Source data section start

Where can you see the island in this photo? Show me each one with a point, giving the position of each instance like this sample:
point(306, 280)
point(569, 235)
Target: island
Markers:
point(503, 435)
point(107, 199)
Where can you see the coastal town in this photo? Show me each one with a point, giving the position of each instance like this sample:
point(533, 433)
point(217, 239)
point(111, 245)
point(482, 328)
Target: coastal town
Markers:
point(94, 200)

Source data section end
Source data section start

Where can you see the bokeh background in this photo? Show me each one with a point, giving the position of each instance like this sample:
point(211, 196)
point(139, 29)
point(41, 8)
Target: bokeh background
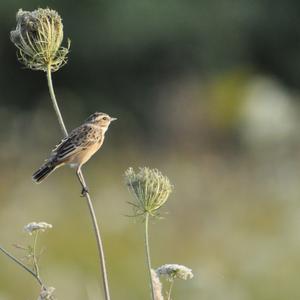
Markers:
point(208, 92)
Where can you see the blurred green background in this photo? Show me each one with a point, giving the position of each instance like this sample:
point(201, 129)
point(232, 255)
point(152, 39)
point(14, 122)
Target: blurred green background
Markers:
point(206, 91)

Source data section end

Work item →
In the preceding material, find each line holding the word "Show" and copy it out.

Solution to this problem →
Where can you see the island in this photo? Show me each one with a point, giving the position of each instance like this sample:
Where can you see the coastal town in this photo? Show me each one with a point, giving the position of each instance like this sample:
Where can you see the bokeh background in this photo? Show me each one with a point, giving the position of each instance like this sample:
Where can you see the blurred green background in this photo? Show me each one with a point, giving the position of each instance like this sample:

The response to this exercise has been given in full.